_Short task_
Print the lines from the one containing "of the brown" through the last line of the items below, inclusive, reproducing each character for character.

[Object point labels]
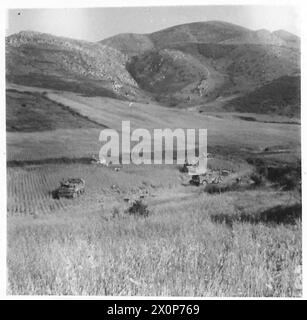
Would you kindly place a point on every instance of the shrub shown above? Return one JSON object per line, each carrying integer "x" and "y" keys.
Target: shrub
{"x": 257, "y": 179}
{"x": 138, "y": 208}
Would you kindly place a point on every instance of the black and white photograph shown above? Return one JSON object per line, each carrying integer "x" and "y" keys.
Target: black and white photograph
{"x": 153, "y": 151}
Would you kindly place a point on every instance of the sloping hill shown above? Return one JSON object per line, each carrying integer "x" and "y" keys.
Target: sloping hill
{"x": 44, "y": 60}
{"x": 32, "y": 112}
{"x": 180, "y": 66}
{"x": 280, "y": 96}
{"x": 216, "y": 59}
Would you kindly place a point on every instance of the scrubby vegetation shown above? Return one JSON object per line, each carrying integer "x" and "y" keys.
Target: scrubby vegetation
{"x": 202, "y": 247}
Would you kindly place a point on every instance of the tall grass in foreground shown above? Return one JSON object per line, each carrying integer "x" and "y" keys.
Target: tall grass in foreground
{"x": 177, "y": 250}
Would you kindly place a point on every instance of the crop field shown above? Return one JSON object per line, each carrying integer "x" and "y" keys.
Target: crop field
{"x": 242, "y": 242}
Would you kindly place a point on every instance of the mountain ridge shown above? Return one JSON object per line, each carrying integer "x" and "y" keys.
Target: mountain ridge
{"x": 182, "y": 65}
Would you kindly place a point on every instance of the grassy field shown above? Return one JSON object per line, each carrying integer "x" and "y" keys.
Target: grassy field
{"x": 244, "y": 242}
{"x": 180, "y": 249}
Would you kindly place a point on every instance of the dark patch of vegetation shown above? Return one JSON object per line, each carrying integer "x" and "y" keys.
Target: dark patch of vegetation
{"x": 138, "y": 208}
{"x": 62, "y": 160}
{"x": 32, "y": 112}
{"x": 281, "y": 96}
{"x": 223, "y": 187}
{"x": 275, "y": 215}
{"x": 285, "y": 176}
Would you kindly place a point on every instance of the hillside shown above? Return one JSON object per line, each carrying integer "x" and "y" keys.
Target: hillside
{"x": 280, "y": 96}
{"x": 180, "y": 66}
{"x": 44, "y": 60}
{"x": 198, "y": 62}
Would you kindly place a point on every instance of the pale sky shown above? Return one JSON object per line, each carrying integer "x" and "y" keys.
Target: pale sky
{"x": 94, "y": 24}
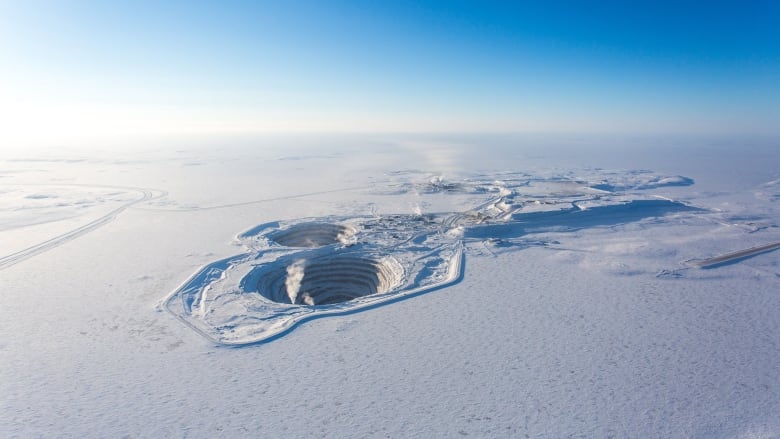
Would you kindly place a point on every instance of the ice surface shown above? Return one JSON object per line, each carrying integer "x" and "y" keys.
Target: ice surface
{"x": 490, "y": 291}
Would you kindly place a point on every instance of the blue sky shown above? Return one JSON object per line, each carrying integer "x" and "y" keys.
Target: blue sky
{"x": 73, "y": 68}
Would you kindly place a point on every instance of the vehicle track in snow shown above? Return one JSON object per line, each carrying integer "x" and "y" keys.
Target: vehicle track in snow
{"x": 29, "y": 252}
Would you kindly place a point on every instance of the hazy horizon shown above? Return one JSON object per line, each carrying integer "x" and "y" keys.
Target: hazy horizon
{"x": 76, "y": 71}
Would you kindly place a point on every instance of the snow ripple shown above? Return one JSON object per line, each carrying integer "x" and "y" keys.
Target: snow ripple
{"x": 315, "y": 234}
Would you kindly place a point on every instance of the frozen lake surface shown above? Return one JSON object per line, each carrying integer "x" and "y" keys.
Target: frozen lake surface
{"x": 391, "y": 287}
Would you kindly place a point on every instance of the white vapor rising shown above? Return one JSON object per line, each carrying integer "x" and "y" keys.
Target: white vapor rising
{"x": 294, "y": 278}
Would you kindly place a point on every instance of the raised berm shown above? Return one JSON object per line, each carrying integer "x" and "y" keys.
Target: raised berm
{"x": 330, "y": 279}
{"x": 310, "y": 235}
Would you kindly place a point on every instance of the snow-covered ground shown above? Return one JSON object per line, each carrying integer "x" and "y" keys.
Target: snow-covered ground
{"x": 499, "y": 287}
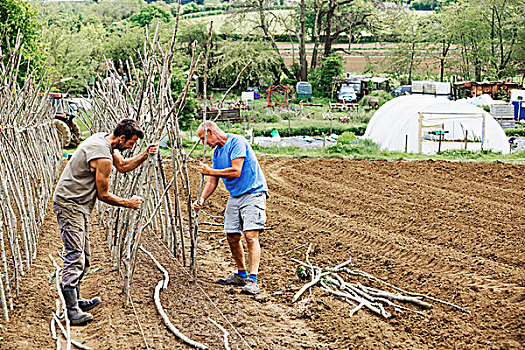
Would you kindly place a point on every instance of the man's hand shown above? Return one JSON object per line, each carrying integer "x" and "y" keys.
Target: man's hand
{"x": 205, "y": 170}
{"x": 197, "y": 205}
{"x": 135, "y": 202}
{"x": 152, "y": 149}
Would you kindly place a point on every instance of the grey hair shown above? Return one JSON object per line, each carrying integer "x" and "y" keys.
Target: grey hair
{"x": 210, "y": 125}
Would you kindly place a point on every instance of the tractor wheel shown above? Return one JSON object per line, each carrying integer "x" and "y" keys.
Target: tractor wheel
{"x": 64, "y": 134}
{"x": 76, "y": 135}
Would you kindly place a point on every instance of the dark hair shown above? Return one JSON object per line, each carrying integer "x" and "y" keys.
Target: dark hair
{"x": 128, "y": 128}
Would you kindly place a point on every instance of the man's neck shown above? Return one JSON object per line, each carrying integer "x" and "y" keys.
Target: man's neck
{"x": 112, "y": 140}
{"x": 222, "y": 139}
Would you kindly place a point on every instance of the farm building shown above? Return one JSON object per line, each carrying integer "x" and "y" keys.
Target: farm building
{"x": 473, "y": 89}
{"x": 424, "y": 124}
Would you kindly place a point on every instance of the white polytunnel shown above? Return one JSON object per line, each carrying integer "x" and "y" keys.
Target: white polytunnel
{"x": 427, "y": 124}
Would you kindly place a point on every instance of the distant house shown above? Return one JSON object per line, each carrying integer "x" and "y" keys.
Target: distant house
{"x": 474, "y": 89}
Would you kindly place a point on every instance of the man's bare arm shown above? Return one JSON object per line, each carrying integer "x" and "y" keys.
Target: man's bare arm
{"x": 125, "y": 165}
{"x": 229, "y": 173}
{"x": 103, "y": 170}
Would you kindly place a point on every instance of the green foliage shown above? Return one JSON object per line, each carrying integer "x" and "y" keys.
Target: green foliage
{"x": 312, "y": 130}
{"x": 150, "y": 13}
{"x": 424, "y": 5}
{"x": 20, "y": 15}
{"x": 332, "y": 66}
{"x": 346, "y": 138}
{"x": 268, "y": 118}
{"x": 232, "y": 56}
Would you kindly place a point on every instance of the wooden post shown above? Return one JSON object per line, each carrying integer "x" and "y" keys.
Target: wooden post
{"x": 483, "y": 133}
{"x": 420, "y": 139}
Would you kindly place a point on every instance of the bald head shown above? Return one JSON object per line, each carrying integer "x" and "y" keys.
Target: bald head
{"x": 210, "y": 126}
{"x": 215, "y": 136}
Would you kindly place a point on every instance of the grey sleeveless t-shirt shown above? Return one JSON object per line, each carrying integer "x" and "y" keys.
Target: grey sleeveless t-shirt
{"x": 77, "y": 187}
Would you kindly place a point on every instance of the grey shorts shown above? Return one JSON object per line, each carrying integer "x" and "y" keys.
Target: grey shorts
{"x": 245, "y": 213}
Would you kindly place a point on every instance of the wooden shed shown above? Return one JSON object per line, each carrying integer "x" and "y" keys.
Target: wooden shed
{"x": 473, "y": 89}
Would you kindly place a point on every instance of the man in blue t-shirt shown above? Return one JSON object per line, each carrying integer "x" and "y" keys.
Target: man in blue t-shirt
{"x": 235, "y": 163}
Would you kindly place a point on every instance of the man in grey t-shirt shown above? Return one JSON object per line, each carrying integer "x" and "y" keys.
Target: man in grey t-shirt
{"x": 84, "y": 179}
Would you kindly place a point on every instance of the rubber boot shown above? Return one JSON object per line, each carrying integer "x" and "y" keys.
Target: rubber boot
{"x": 85, "y": 304}
{"x": 76, "y": 316}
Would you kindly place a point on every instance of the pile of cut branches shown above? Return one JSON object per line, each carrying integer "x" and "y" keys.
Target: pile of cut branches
{"x": 359, "y": 295}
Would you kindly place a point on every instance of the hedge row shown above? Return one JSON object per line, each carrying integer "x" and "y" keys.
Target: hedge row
{"x": 311, "y": 131}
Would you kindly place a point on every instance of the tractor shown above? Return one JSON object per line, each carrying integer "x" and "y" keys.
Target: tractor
{"x": 65, "y": 111}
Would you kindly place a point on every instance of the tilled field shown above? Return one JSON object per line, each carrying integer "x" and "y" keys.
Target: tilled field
{"x": 449, "y": 230}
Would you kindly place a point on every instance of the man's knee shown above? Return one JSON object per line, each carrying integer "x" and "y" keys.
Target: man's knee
{"x": 251, "y": 237}
{"x": 233, "y": 238}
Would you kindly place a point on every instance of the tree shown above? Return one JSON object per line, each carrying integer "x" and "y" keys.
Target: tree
{"x": 410, "y": 32}
{"x": 18, "y": 16}
{"x": 263, "y": 24}
{"x": 150, "y": 13}
{"x": 489, "y": 36}
{"x": 232, "y": 56}
{"x": 322, "y": 79}
{"x": 334, "y": 18}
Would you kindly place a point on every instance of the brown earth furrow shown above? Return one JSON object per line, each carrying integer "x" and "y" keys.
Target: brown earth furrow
{"x": 387, "y": 241}
{"x": 378, "y": 213}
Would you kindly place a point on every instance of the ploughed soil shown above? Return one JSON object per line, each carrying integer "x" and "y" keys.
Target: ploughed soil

_Full response_
Would you kindly place a point on every instance of the brown earth furrow shown above? Return one JSON object per line, each carrying integer "x" and "y" keys.
Target: brown earth furrow
{"x": 387, "y": 241}
{"x": 378, "y": 213}
Would you kindly place a point on every instance of the ploughed soil shown above? Return one JSON object per line, each carrying integer "x" and "y" keys.
Target: ploughed soil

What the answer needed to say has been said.